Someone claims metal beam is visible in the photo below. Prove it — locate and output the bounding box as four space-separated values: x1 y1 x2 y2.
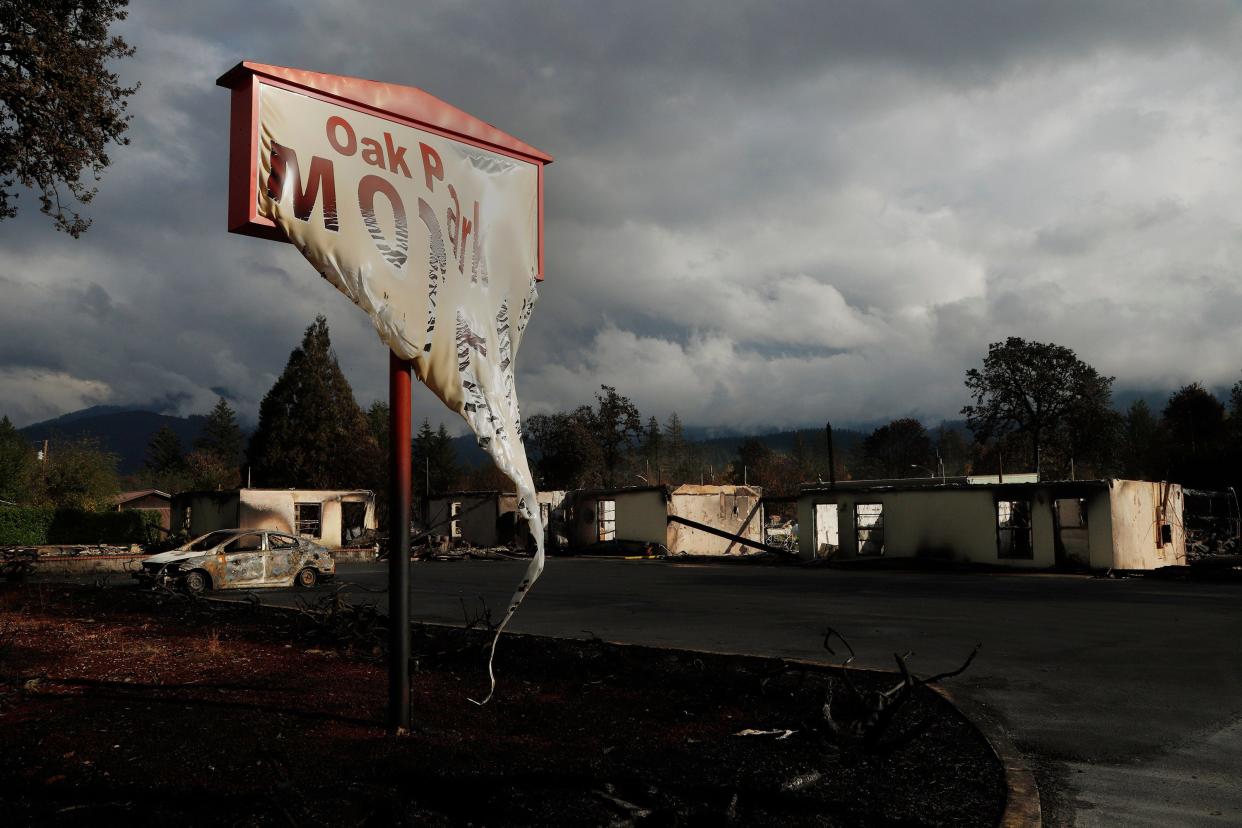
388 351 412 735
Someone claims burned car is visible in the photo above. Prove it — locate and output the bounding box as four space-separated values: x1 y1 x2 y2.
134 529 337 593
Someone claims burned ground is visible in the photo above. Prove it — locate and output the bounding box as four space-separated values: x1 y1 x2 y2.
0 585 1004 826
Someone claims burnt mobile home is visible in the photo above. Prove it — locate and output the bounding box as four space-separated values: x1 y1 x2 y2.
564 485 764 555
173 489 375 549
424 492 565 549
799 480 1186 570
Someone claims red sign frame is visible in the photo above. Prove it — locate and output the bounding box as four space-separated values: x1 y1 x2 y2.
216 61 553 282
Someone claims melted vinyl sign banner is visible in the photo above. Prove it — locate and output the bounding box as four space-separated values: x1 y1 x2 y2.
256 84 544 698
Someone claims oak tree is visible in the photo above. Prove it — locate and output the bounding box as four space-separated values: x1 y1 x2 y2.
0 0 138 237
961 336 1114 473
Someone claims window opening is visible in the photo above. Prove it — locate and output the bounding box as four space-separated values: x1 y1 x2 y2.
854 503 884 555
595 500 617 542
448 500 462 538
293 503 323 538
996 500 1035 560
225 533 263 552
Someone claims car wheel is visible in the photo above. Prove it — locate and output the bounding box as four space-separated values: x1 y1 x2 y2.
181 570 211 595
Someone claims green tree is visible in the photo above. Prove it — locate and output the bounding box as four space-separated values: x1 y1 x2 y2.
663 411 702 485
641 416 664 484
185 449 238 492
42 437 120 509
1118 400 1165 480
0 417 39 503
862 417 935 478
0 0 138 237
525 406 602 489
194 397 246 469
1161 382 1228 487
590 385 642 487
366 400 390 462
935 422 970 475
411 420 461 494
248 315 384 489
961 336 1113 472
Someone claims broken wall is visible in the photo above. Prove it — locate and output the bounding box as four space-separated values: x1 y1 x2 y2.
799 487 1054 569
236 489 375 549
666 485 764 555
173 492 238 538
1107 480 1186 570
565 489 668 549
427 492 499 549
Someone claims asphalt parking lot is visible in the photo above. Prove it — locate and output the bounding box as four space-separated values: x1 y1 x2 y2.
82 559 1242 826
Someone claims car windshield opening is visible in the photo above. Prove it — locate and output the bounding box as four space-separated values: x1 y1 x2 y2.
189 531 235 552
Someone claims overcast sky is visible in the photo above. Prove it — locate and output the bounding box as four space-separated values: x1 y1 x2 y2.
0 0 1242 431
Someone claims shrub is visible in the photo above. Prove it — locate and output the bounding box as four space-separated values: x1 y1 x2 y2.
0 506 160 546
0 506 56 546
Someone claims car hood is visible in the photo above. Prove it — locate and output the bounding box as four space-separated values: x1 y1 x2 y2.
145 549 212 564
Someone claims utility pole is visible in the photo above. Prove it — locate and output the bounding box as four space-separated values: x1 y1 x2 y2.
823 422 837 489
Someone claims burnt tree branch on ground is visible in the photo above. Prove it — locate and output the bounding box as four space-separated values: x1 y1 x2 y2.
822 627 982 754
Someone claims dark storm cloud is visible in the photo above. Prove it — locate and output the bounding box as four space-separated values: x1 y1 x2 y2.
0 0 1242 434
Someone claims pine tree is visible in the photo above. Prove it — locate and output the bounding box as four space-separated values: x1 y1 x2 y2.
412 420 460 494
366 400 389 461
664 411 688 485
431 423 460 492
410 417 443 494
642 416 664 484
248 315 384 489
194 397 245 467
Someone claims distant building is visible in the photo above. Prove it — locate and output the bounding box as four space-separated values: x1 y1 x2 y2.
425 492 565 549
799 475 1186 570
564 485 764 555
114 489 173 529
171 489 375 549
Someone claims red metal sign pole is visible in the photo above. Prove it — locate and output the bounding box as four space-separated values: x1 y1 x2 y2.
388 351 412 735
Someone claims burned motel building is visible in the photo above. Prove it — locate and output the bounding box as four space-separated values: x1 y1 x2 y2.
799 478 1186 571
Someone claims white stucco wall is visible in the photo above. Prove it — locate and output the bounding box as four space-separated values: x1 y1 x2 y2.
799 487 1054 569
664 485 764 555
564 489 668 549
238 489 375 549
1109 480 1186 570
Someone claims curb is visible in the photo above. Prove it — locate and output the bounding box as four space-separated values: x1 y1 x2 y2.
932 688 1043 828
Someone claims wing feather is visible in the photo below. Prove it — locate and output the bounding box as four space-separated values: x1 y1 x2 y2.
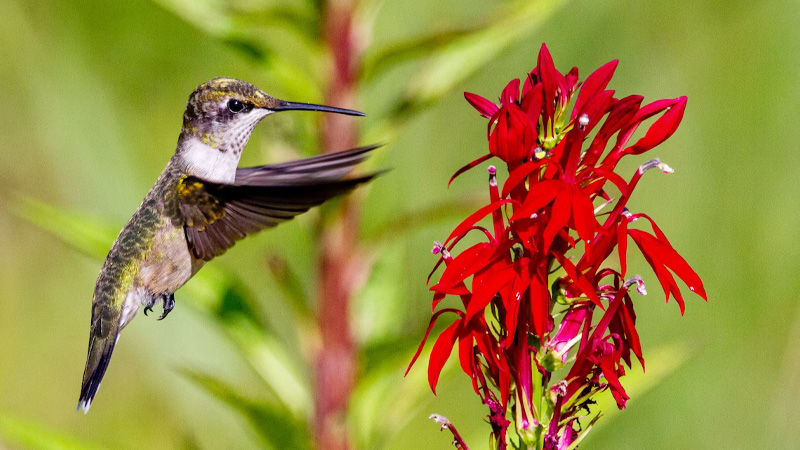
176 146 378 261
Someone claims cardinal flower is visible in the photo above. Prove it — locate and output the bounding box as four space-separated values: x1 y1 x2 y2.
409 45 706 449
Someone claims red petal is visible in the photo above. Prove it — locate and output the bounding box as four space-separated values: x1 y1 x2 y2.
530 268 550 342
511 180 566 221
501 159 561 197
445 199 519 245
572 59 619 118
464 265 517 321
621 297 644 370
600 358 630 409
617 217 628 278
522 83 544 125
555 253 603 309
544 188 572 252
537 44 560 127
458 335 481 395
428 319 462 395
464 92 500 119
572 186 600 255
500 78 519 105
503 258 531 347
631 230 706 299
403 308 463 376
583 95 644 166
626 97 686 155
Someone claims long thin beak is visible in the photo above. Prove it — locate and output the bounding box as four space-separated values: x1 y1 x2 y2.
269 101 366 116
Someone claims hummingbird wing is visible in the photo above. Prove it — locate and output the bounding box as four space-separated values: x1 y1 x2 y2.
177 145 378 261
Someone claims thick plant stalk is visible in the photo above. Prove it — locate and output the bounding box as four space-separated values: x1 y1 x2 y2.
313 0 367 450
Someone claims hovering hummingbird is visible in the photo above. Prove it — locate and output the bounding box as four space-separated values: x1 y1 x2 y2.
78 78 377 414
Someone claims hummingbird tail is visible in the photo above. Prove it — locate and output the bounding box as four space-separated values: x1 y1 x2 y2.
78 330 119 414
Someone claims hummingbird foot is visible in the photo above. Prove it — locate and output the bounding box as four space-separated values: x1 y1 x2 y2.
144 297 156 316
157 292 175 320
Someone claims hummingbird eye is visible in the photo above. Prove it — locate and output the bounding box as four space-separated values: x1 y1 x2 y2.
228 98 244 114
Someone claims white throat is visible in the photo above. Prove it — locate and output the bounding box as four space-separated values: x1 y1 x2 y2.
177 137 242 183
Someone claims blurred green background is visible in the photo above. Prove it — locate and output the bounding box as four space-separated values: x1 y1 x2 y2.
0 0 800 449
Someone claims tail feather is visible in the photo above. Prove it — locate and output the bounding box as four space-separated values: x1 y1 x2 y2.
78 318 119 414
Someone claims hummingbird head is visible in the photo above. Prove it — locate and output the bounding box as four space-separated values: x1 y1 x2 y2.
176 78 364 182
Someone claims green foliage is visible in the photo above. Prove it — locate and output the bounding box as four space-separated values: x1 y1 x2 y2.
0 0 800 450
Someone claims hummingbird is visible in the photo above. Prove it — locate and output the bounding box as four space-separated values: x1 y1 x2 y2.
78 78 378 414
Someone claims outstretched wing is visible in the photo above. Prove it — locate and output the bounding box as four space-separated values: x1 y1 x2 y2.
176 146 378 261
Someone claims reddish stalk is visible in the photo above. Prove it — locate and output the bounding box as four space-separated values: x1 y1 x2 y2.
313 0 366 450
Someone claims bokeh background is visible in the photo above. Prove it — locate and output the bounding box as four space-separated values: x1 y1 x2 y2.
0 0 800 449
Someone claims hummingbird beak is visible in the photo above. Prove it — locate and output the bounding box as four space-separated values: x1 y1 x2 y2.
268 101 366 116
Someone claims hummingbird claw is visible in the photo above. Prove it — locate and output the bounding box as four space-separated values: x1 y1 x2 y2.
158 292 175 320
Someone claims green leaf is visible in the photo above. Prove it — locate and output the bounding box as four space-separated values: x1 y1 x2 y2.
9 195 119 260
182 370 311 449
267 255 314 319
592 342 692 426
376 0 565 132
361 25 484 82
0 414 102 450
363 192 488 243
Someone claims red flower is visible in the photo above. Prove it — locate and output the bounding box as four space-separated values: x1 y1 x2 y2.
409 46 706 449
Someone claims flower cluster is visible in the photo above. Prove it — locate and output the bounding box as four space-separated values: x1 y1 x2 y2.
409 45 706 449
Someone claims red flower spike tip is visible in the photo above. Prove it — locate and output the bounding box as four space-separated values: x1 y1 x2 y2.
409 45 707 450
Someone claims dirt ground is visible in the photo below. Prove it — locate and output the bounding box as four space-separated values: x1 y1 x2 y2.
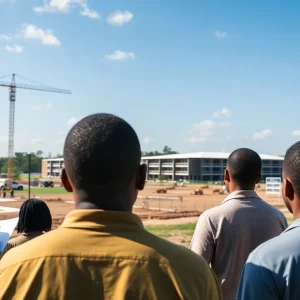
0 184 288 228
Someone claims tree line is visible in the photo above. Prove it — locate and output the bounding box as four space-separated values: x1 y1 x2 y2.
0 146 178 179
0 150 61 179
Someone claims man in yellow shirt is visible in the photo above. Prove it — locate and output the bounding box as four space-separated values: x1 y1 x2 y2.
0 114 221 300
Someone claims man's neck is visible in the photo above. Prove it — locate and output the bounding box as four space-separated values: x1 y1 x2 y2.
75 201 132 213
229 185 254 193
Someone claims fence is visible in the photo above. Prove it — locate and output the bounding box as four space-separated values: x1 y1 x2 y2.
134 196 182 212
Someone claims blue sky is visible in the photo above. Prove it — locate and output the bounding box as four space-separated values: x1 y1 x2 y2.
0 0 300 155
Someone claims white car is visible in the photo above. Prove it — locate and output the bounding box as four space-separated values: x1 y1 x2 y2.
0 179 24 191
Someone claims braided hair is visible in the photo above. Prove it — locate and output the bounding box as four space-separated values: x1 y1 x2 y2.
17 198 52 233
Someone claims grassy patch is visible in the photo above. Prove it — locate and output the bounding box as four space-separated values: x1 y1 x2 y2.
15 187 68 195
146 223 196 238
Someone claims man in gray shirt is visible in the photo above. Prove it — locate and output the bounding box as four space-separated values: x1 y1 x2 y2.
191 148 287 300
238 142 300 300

> [Do this]
Rescale the lines above, starting from the first one and stopping after the line that contains "0 585 1004 826". Write them all out again, requests included, with every bounding-box coordinate in the answers multiplied by 0.5 and rounded to a whole number, halves rounding up, and leave the pictures out.

> [Reply]
Someone claims metal beam is visible in the photo below. Prove it — locate and output the bounding box as four space-separated values: x1 y1 x2 y2.
194 176 206 368
Someone claims burned car is visible in the photo above. Prove it — locate and output the bounding box as four space-separated values: x1 y1 x2 y2.
67 265 169 297
Someone claims burned ground is visible in the photo above. Prove it — locate and output the bounding box as four space-separated values: x1 y1 x2 y2.
0 293 502 413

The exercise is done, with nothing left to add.